Start Data lines

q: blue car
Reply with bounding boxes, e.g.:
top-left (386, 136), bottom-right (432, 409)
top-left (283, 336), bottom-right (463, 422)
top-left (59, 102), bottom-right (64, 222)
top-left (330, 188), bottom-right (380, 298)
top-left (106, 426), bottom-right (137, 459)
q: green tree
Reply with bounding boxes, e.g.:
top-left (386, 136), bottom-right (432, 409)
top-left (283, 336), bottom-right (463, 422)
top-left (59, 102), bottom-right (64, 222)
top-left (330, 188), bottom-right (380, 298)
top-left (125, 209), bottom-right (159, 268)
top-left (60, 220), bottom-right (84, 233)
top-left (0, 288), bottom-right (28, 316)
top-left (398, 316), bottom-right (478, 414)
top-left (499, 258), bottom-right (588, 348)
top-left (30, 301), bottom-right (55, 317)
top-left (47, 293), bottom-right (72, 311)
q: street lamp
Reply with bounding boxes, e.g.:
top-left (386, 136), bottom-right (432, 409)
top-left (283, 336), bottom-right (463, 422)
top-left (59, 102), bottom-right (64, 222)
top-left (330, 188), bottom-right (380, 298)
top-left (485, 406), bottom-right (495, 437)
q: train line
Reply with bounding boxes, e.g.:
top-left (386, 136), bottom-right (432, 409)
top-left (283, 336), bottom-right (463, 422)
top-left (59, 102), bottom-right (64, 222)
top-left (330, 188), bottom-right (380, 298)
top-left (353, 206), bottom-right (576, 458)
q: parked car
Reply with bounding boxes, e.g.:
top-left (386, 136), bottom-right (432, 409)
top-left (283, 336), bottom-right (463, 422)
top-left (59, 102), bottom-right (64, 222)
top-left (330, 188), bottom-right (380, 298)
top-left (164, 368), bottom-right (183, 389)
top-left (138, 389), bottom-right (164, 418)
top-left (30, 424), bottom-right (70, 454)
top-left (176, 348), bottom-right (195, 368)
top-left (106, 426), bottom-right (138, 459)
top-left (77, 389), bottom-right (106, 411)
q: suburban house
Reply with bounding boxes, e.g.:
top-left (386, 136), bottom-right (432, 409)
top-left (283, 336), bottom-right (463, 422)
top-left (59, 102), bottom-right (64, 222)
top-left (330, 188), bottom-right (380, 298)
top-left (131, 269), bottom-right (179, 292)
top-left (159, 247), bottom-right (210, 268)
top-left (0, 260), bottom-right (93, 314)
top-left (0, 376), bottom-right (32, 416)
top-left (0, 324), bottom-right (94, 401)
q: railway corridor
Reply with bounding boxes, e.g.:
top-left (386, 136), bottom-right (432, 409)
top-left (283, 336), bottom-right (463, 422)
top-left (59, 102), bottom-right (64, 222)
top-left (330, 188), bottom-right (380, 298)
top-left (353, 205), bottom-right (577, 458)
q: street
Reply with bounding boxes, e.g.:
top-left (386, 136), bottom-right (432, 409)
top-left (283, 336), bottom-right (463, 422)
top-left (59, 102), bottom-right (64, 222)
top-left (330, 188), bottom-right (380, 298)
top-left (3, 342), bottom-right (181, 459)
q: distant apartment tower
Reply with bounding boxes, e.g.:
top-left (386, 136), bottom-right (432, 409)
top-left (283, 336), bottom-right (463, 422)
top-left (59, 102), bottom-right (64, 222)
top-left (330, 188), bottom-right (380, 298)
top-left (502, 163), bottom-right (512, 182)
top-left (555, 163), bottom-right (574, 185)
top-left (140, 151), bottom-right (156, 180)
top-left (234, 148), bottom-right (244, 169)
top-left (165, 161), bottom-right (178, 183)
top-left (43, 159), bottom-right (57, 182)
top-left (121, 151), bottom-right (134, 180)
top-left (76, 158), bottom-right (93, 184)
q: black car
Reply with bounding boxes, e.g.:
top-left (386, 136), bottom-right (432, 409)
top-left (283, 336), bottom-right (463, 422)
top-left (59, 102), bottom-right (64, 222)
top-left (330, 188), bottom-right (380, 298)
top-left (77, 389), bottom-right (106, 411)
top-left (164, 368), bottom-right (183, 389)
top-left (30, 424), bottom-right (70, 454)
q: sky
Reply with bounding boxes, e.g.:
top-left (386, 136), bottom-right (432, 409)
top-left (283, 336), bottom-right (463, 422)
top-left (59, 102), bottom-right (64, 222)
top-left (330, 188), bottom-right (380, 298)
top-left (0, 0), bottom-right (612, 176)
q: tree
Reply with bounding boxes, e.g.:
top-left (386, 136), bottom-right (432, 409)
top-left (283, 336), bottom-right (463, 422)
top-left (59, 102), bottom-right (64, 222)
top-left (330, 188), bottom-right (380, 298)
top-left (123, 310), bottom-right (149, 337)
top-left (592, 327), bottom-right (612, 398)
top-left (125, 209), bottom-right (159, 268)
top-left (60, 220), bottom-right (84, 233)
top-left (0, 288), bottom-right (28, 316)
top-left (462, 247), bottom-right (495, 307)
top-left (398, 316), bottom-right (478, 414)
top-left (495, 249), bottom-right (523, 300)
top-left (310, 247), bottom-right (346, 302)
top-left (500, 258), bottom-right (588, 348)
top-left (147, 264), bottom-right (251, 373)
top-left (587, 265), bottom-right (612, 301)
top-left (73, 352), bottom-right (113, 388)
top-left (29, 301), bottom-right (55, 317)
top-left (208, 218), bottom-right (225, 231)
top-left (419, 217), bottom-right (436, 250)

End Data lines

Copy all the records above, swapping each "Reply" for "Respond" and leaving every other word and number as it is.

q: blue car
Respond with bounding boxes, e.g.:
top-left (386, 136), bottom-right (432, 409)
top-left (283, 336), bottom-right (463, 422)
top-left (59, 102), bottom-right (64, 222)
top-left (330, 188), bottom-right (380, 298)
top-left (106, 426), bottom-right (137, 459)
q: green tree
Respond with bounding boxes, e.g.:
top-left (386, 136), bottom-right (432, 409)
top-left (283, 336), bottom-right (463, 422)
top-left (59, 102), bottom-right (64, 222)
top-left (330, 188), bottom-right (380, 298)
top-left (125, 209), bottom-right (159, 268)
top-left (60, 220), bottom-right (84, 233)
top-left (0, 288), bottom-right (28, 316)
top-left (398, 316), bottom-right (478, 414)
top-left (499, 258), bottom-right (588, 348)
top-left (30, 301), bottom-right (55, 317)
top-left (47, 293), bottom-right (72, 311)
q: street lamp
Respond with bounding boxes, e.g.:
top-left (386, 136), bottom-right (432, 409)
top-left (283, 336), bottom-right (463, 422)
top-left (59, 102), bottom-right (64, 222)
top-left (330, 188), bottom-right (380, 298)
top-left (485, 406), bottom-right (495, 437)
q: train line
Respond with bounding boxes, e.g.:
top-left (386, 136), bottom-right (432, 409)
top-left (283, 336), bottom-right (463, 422)
top-left (59, 102), bottom-right (64, 222)
top-left (330, 188), bottom-right (380, 298)
top-left (353, 206), bottom-right (576, 458)
q: parked car
Respond with bounding boxes, e.g.:
top-left (386, 136), bottom-right (432, 409)
top-left (283, 336), bottom-right (463, 422)
top-left (59, 102), bottom-right (64, 222)
top-left (330, 188), bottom-right (380, 298)
top-left (164, 368), bottom-right (183, 389)
top-left (138, 389), bottom-right (164, 418)
top-left (30, 424), bottom-right (70, 454)
top-left (176, 348), bottom-right (195, 368)
top-left (106, 426), bottom-right (138, 459)
top-left (77, 389), bottom-right (106, 411)
q: suburban house
Respond with bounding boxes, e.g.:
top-left (386, 136), bottom-right (432, 409)
top-left (283, 336), bottom-right (463, 422)
top-left (59, 102), bottom-right (64, 222)
top-left (330, 188), bottom-right (380, 298)
top-left (131, 269), bottom-right (179, 292)
top-left (159, 247), bottom-right (210, 268)
top-left (0, 260), bottom-right (93, 314)
top-left (0, 376), bottom-right (32, 416)
top-left (0, 324), bottom-right (94, 401)
q: railway corridor
Respond with bounding boxes, e.g.:
top-left (386, 136), bottom-right (432, 409)
top-left (283, 336), bottom-right (463, 422)
top-left (59, 102), bottom-right (64, 222)
top-left (330, 188), bottom-right (380, 298)
top-left (353, 205), bottom-right (577, 458)
q: street
Respond with bounding boxes, e.g.:
top-left (386, 136), bottom-right (432, 409)
top-left (283, 336), bottom-right (463, 422)
top-left (59, 102), bottom-right (64, 222)
top-left (330, 188), bottom-right (380, 298)
top-left (3, 342), bottom-right (181, 459)
q: distant apartment tower
Respond with bounding boxes, e.g.:
top-left (386, 136), bottom-right (432, 409)
top-left (283, 336), bottom-right (463, 422)
top-left (59, 102), bottom-right (64, 222)
top-left (330, 188), bottom-right (380, 298)
top-left (502, 163), bottom-right (512, 182)
top-left (555, 163), bottom-right (574, 185)
top-left (140, 151), bottom-right (156, 180)
top-left (234, 148), bottom-right (244, 169)
top-left (165, 161), bottom-right (178, 183)
top-left (43, 159), bottom-right (57, 182)
top-left (121, 151), bottom-right (134, 180)
top-left (76, 158), bottom-right (93, 184)
q: black car
Respond with bounding boxes, e.g.:
top-left (386, 136), bottom-right (432, 409)
top-left (283, 336), bottom-right (463, 422)
top-left (59, 102), bottom-right (64, 222)
top-left (330, 188), bottom-right (380, 298)
top-left (77, 389), bottom-right (106, 411)
top-left (164, 368), bottom-right (183, 389)
top-left (30, 424), bottom-right (70, 454)
q: sky
Respond with bounding boxes, e.g.:
top-left (386, 136), bottom-right (432, 409)
top-left (283, 336), bottom-right (463, 422)
top-left (59, 102), bottom-right (64, 222)
top-left (330, 188), bottom-right (380, 298)
top-left (0, 0), bottom-right (612, 176)
q: tree
Respond with bounding boxes, e.g.:
top-left (386, 136), bottom-right (432, 409)
top-left (283, 336), bottom-right (463, 422)
top-left (59, 102), bottom-right (64, 222)
top-left (330, 188), bottom-right (380, 298)
top-left (123, 310), bottom-right (149, 337)
top-left (592, 327), bottom-right (612, 398)
top-left (125, 209), bottom-right (159, 268)
top-left (60, 220), bottom-right (84, 233)
top-left (0, 288), bottom-right (28, 316)
top-left (462, 247), bottom-right (495, 307)
top-left (398, 316), bottom-right (478, 414)
top-left (495, 249), bottom-right (523, 300)
top-left (310, 247), bottom-right (346, 302)
top-left (500, 258), bottom-right (588, 348)
top-left (147, 264), bottom-right (251, 373)
top-left (587, 265), bottom-right (612, 301)
top-left (73, 352), bottom-right (113, 388)
top-left (29, 301), bottom-right (55, 317)
top-left (208, 218), bottom-right (225, 231)
top-left (419, 217), bottom-right (436, 250)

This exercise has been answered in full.